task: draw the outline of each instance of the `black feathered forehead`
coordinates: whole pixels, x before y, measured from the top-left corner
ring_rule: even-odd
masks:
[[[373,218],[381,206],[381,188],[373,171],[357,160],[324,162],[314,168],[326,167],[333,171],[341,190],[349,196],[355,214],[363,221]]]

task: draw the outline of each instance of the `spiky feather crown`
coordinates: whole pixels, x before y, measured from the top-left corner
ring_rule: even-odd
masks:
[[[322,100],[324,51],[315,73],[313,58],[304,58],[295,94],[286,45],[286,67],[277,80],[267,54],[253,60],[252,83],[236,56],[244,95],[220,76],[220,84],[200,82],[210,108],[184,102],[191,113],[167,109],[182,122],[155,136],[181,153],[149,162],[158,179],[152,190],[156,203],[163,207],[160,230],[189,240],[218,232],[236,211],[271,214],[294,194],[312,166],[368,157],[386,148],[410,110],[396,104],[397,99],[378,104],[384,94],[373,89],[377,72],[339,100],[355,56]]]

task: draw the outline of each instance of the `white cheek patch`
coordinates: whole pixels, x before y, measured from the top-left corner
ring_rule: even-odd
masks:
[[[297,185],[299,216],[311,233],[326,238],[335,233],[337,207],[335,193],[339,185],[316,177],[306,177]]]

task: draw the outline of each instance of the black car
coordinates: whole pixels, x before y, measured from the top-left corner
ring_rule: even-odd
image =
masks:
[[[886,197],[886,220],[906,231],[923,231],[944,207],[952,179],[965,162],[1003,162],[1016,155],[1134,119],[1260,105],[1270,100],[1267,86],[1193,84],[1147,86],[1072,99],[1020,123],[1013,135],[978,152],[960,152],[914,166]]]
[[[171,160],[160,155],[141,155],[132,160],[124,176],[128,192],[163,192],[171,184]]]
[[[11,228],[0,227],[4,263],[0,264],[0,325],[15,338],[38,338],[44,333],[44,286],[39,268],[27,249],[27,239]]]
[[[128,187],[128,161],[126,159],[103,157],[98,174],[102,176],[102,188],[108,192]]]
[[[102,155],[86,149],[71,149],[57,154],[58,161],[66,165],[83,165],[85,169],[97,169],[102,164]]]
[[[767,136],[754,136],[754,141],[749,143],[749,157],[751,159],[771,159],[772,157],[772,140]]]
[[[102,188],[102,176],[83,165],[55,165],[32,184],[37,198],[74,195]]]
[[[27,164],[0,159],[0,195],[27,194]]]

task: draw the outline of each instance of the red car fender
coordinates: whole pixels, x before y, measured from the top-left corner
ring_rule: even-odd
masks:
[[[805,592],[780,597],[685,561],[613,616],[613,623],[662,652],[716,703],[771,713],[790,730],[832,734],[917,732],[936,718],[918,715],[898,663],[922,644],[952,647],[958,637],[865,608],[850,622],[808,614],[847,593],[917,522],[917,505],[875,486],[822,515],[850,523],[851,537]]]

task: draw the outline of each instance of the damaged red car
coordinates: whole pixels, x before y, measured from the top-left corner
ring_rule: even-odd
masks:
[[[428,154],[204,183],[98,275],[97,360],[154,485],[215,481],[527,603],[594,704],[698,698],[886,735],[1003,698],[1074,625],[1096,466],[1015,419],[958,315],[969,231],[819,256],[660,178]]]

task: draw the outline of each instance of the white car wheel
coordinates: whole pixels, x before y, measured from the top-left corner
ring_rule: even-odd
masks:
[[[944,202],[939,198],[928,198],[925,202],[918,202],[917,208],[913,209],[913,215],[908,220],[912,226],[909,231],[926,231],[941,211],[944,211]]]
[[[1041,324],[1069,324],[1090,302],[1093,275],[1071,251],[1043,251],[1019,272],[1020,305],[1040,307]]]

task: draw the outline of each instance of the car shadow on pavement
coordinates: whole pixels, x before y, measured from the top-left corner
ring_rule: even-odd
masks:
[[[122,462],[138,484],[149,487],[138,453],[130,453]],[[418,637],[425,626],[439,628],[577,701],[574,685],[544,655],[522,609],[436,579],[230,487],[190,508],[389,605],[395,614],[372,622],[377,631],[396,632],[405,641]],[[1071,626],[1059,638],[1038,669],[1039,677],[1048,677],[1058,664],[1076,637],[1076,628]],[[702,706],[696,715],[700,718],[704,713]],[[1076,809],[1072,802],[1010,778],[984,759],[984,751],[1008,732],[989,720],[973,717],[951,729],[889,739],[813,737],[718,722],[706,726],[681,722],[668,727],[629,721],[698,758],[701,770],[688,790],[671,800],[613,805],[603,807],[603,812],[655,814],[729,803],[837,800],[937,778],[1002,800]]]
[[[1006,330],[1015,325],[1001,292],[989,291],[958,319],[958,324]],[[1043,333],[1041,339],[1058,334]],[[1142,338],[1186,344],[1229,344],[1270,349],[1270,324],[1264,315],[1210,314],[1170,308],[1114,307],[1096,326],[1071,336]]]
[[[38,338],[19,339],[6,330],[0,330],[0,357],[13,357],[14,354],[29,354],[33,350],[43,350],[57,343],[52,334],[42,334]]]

◇ ◇ ◇ ◇ ◇

WORK REQUIRED:
Reproduce each record exactly, leaving nothing out.

OUTPUT:
task: draw the outline of each instance of the `black feathered forehead`
coordinates: whole pixels, x before y, measured from the top-left corner
ring_rule: even-odd
masks:
[[[373,218],[381,206],[381,188],[373,171],[357,160],[324,162],[314,168],[326,167],[333,171],[341,190],[349,196],[355,214],[363,221]]]

task: draw the outline of each instance of the `spiky feather crown`
coordinates: whole pixels, x before y, measured from the top-left corner
ring_rule: even-odd
masks:
[[[322,100],[324,51],[315,73],[313,58],[304,58],[295,94],[286,45],[286,67],[277,80],[267,54],[253,60],[252,83],[236,56],[244,95],[220,76],[220,84],[200,82],[210,108],[184,102],[191,113],[167,109],[182,122],[155,136],[181,153],[149,162],[158,179],[152,190],[156,203],[163,207],[160,230],[189,240],[218,232],[236,211],[271,214],[294,194],[312,166],[368,157],[386,148],[410,110],[396,104],[397,99],[378,104],[384,94],[373,89],[377,72],[339,100],[355,56]]]

task: draw the outline of each instance of the `white cheek patch`
coordinates: whole pixels, x before y, measured from the top-left corner
ring_rule: even-odd
masks:
[[[297,185],[299,216],[311,233],[326,238],[335,233],[337,207],[335,193],[339,185],[316,177],[306,177]]]

task: draw the outline of each instance of the black car
coordinates: whole pixels, x before y, measured from the top-left corner
ring_rule: even-odd
image =
masks:
[[[886,197],[886,220],[906,231],[923,231],[944,207],[952,179],[965,162],[1003,162],[1016,155],[1134,119],[1260,105],[1270,100],[1267,86],[1193,84],[1147,86],[1072,99],[1020,123],[1013,135],[978,152],[960,152],[914,166]]]
[[[171,160],[160,155],[141,155],[132,160],[124,176],[128,192],[163,192],[171,184]]]
[[[11,228],[0,227],[4,263],[0,264],[0,325],[15,338],[38,338],[44,333],[44,286],[39,268],[27,249],[27,239]]]
[[[128,187],[128,161],[126,159],[103,157],[98,174],[102,176],[102,188],[108,192]]]
[[[102,155],[86,149],[71,149],[57,154],[58,161],[66,165],[83,165],[85,169],[97,169],[102,164]]]
[[[767,136],[754,136],[754,141],[749,143],[749,157],[751,159],[771,159],[772,157],[772,140]]]
[[[102,188],[102,176],[83,165],[55,165],[32,184],[37,198],[74,195]]]
[[[27,164],[0,159],[0,195],[27,194]]]

task: draw the outline of each instance of the red car fender
coordinates: whole pixels, x before y, measured from the top-left corner
ring_rule: even-odd
masks:
[[[805,592],[780,597],[685,561],[613,616],[613,623],[662,652],[716,703],[771,713],[790,730],[832,734],[917,732],[936,718],[918,715],[898,663],[922,644],[952,647],[958,637],[865,608],[850,622],[808,614],[847,593],[917,522],[917,505],[875,486],[822,515],[850,523],[851,537]]]

task: draw the outline of each instance of the damaged red car
coordinates: whole pixels, x before y, measured from the top-left corner
ring_rule: even-odd
masks:
[[[428,154],[204,183],[98,275],[97,360],[154,485],[215,481],[527,603],[594,704],[698,698],[886,735],[1003,698],[1074,625],[1096,466],[1015,419],[958,315],[969,231],[819,256],[660,178]]]

task: draw the outline of each instance of the white car wheel
coordinates: whole pixels, x before y, measured from the top-left corner
ring_rule: even-odd
masks:
[[[944,202],[939,198],[928,198],[925,202],[918,202],[917,208],[913,209],[913,215],[908,220],[912,226],[909,231],[926,231],[941,211],[944,211]]]
[[[1041,324],[1069,324],[1090,302],[1093,275],[1071,251],[1043,251],[1019,272],[1020,305],[1040,307]]]

task: draw the outline of each instance of the car shadow on pavement
coordinates: whole pixels, x before y, measured from the top-left corner
ring_rule: even-odd
masks:
[[[122,462],[138,484],[149,487],[138,453],[130,453]],[[418,637],[425,626],[439,628],[577,701],[574,685],[544,655],[522,609],[436,579],[230,487],[190,508],[389,605],[395,614],[372,622],[377,631],[396,632],[405,641]],[[1071,626],[1059,638],[1038,669],[1039,677],[1048,677],[1058,664],[1076,637],[1076,628]],[[702,706],[696,715],[700,718],[704,713]],[[1076,809],[1072,802],[1010,778],[984,759],[984,751],[1008,732],[989,720],[973,717],[951,729],[889,739],[813,737],[718,722],[706,726],[681,722],[668,727],[629,721],[698,758],[701,770],[688,790],[671,800],[613,805],[603,807],[603,812],[655,814],[729,803],[837,800],[937,778],[1002,800]]]
[[[1006,330],[1015,325],[1001,292],[989,291],[958,319],[958,324]],[[1043,333],[1041,339],[1058,334]],[[1142,338],[1186,344],[1229,344],[1270,349],[1270,324],[1264,315],[1210,314],[1170,308],[1114,307],[1096,326],[1071,336]]]
[[[38,338],[19,339],[6,330],[0,330],[0,357],[13,357],[14,354],[29,354],[33,350],[43,350],[57,343],[52,334],[42,334]]]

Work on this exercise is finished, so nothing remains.